▸ Extracted data
= = =

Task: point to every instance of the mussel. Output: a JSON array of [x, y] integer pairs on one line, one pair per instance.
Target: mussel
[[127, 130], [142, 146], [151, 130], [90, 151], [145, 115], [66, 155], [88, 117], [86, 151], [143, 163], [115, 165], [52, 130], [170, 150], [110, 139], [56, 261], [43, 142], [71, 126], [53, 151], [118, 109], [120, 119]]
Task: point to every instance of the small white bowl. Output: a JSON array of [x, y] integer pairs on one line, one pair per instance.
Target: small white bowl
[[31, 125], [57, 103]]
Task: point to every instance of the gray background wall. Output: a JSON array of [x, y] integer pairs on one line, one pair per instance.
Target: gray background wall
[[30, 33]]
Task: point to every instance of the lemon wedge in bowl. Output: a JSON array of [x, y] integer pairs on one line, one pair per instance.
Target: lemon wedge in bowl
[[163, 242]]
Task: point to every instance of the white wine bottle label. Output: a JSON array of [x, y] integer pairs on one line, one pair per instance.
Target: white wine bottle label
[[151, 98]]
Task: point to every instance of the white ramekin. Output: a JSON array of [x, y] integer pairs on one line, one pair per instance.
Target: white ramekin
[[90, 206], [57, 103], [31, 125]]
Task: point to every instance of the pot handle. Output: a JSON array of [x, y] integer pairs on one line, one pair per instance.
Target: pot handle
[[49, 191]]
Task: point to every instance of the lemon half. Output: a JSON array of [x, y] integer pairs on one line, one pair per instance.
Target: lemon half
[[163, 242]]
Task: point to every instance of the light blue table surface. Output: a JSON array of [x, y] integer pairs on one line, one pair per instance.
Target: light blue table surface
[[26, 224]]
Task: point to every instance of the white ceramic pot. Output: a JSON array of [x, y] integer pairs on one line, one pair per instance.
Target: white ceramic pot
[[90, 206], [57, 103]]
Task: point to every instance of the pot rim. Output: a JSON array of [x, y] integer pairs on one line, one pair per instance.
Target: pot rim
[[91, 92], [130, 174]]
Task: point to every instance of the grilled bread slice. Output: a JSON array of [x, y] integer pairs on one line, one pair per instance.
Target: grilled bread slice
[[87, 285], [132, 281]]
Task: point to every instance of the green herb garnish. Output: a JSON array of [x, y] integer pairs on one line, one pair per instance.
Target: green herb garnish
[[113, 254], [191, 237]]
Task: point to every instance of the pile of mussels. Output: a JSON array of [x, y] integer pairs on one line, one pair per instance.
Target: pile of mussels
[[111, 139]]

= = =

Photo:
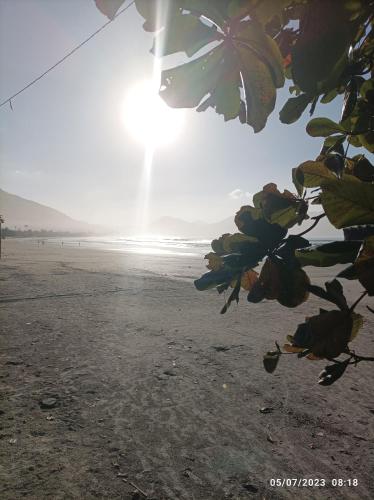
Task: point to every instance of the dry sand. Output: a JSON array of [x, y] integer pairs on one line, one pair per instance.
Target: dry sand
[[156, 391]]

= = =

In the listing above, start at the line with "Task: point to every instance of the mussel.", go on through the line with "Task: point to every instance of the gray", and copy each of those lines exactly; leave out all the rest.

▸ Exercise output
Task: point to every instance of the mussel. Output: a JSON array of [x, y] integer pairs on one line, one pair per instance.
Target: mussel
[[127, 130], [142, 146], [151, 130], [90, 151], [145, 115], [66, 155], [88, 117], [86, 151], [143, 163], [115, 165], [52, 130], [170, 150], [110, 139], [56, 261], [43, 142], [71, 126], [53, 151], [118, 109], [120, 119]]
Task: point to every instance of the small white bowl. Output: a JSON array of [x, y] integer pairs on one line, one pair per instance.
Target: small white bowl
[[31, 125], [57, 103]]
Task: point to every instance of the gray background wall. Output: a JSON array of [x, y] integer pairs on one line, one pair per instance.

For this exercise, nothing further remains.